[Start Text segment]
Deployment¶
PipelineDB Cluster is designed to be seamlessly added as an extension to existing PipelineDB core deployments. So first, ensure that you have PipelineDB installed on all host systems that will comprise your PipelineDB Cluster cluster.
Note
If you’d like to learn more about PipelineDB Cluster’s clustering engine first, check out the Clustering section, although it isn’t necessary to do so before proceeding.
Installing the Extension¶
After installing PipelineDB and obtaining the PipelineDB Cluster binaries, use the appropriate package manager to install the extension on all nodes in your cluster:
# RPM
rpm -ivh pipeline_cluster-<version>.rpm
# Debian
dpkg -i pipeline_cluster-<version>.deb
Finally, ensure the following on each node in your cluster:
- PostgreSQL’s
bin
directory is on the$PATH
- Clock is roughly in sync with all other servers in the cluster (
ntpd
works very well for this)
[End Text segment]
[Start Given data]
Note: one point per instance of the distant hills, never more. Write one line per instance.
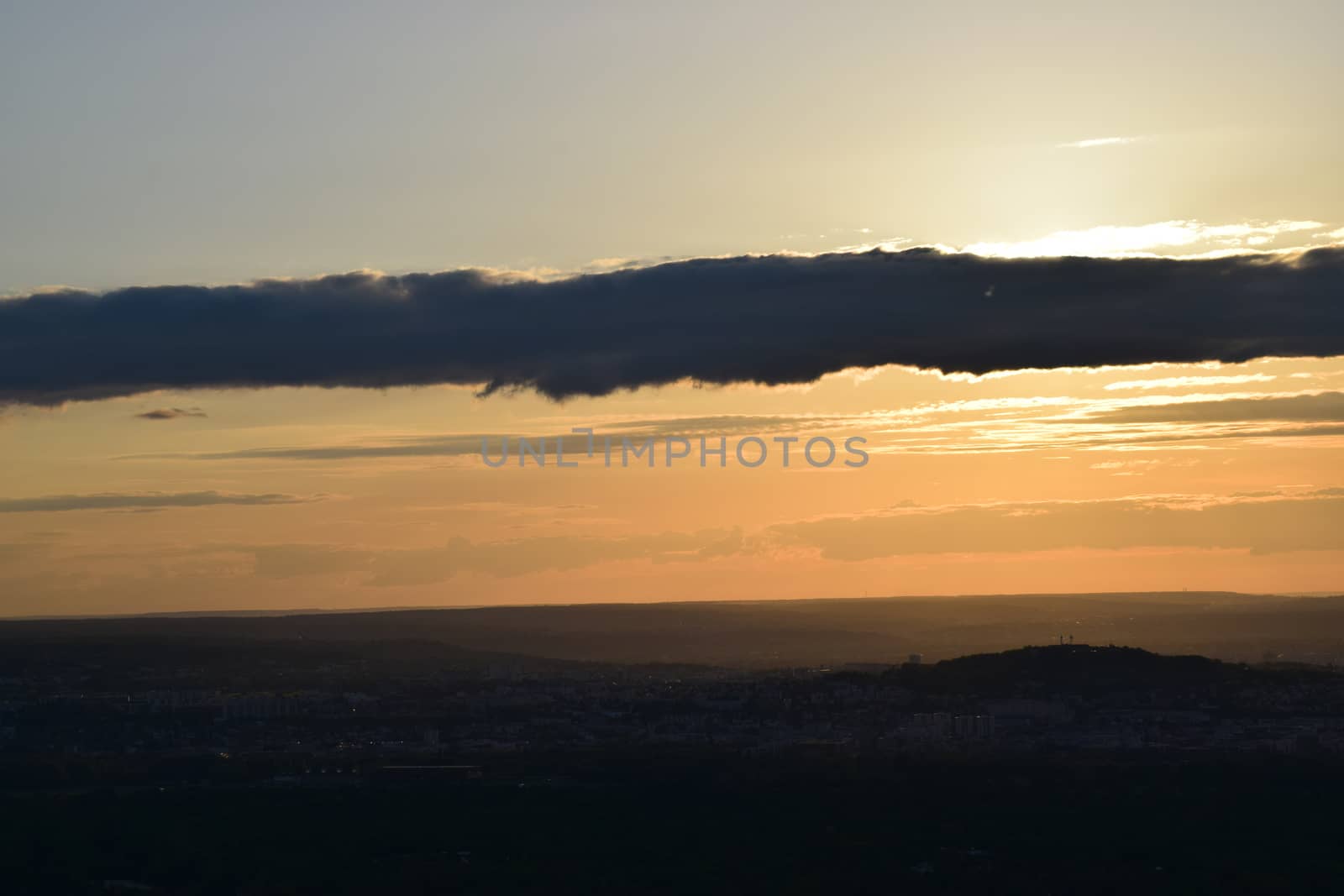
(779, 633)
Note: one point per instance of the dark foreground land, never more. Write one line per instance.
(702, 822)
(423, 754)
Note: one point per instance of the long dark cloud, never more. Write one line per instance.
(141, 501)
(773, 320)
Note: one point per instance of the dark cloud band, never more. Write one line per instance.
(772, 320)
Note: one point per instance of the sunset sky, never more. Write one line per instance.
(375, 237)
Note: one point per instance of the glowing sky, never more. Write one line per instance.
(165, 145)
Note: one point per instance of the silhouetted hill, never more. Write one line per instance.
(1077, 669)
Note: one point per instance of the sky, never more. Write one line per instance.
(273, 271)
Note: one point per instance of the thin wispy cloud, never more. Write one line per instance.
(1189, 238)
(144, 501)
(1101, 141)
(171, 412)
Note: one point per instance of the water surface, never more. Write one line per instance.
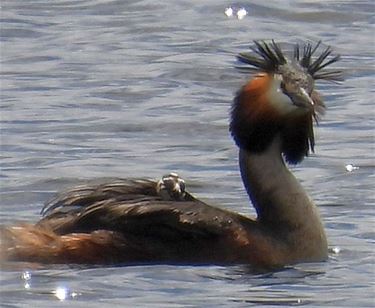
(104, 88)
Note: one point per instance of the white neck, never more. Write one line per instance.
(279, 199)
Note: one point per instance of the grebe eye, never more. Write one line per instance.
(282, 86)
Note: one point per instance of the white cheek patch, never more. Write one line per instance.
(278, 99)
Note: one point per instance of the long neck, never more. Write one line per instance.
(276, 194)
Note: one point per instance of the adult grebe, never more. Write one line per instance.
(145, 221)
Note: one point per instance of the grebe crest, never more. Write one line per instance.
(281, 98)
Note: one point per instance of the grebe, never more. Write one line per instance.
(145, 221)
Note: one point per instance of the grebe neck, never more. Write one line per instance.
(278, 197)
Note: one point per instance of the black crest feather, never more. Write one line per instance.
(268, 57)
(253, 130)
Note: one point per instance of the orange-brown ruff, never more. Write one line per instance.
(145, 221)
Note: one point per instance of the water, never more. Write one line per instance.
(102, 88)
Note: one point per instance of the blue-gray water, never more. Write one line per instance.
(105, 88)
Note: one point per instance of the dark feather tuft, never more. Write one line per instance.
(268, 57)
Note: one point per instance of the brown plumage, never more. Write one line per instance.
(145, 221)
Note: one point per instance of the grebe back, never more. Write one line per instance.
(145, 221)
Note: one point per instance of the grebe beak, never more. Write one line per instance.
(303, 99)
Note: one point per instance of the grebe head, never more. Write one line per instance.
(281, 99)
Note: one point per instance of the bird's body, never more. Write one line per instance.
(145, 221)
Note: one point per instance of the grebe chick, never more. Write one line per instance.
(144, 221)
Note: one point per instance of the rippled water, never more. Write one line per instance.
(139, 88)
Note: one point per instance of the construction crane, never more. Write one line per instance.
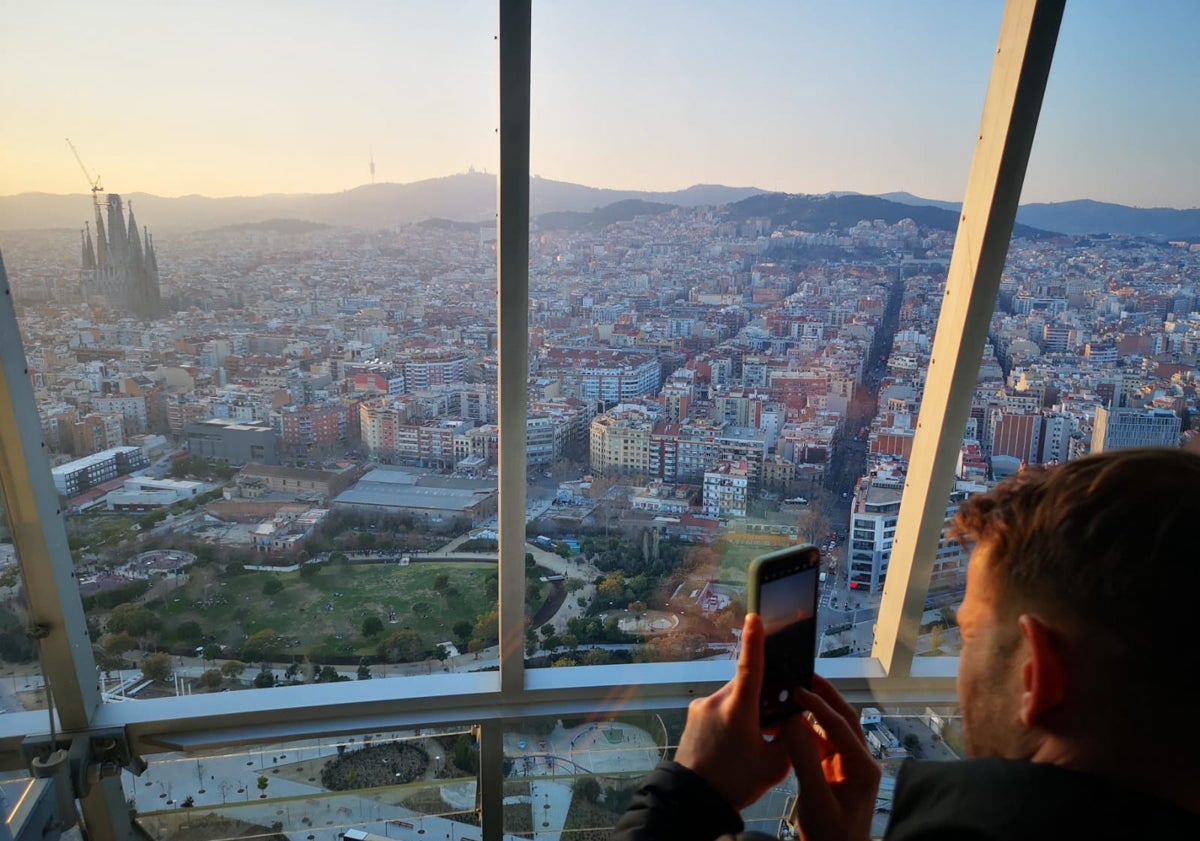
(96, 190)
(94, 182)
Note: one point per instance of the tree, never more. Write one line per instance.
(487, 626)
(210, 679)
(264, 644)
(402, 647)
(462, 630)
(190, 632)
(157, 667)
(119, 643)
(329, 676)
(233, 668)
(588, 788)
(133, 619)
(612, 588)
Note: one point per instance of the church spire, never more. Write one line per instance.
(135, 241)
(101, 241)
(89, 252)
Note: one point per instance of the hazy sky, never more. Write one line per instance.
(255, 96)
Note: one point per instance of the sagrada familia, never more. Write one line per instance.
(120, 268)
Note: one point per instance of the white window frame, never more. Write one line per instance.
(493, 701)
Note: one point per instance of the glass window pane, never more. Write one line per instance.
(712, 355)
(22, 686)
(574, 778)
(378, 785)
(285, 402)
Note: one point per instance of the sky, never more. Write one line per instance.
(270, 96)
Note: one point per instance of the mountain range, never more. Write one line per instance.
(471, 197)
(1084, 216)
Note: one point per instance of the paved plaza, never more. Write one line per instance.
(228, 784)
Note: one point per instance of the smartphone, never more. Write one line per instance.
(783, 589)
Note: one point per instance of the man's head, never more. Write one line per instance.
(1078, 617)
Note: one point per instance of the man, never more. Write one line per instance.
(1074, 680)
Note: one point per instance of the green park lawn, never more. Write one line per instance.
(327, 612)
(735, 562)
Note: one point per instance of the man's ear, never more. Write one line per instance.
(1043, 672)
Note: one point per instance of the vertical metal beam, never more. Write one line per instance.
(513, 239)
(491, 779)
(40, 539)
(39, 534)
(1021, 65)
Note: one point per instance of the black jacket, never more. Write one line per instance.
(970, 800)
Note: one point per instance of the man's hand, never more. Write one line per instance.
(723, 742)
(839, 779)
[End Given data]
- [What you will do] Can you echo the PipelineDB Cluster deployment text word for word, the stretch from "Installing the Extension¶" through "well for this)"?

- [Worked answer]
Installing the Extension¶
After installing PipelineDB and obtaining the PipelineDB Cluster binaries, use the appropriate package manager to install the extension on all nodes in your cluster:
# RPM
rpm -ivh pipeline_cluster-<version>.rpm
# Debian
dpkg -i pipeline_cluster-<version>.deb
Finally, ensure the following on each node in your cluster:
- PostgreSQL’s
bin
directory is on the$PATH
- Clock is roughly in sync with all other servers in the cluster (
ntpd
works very well for this)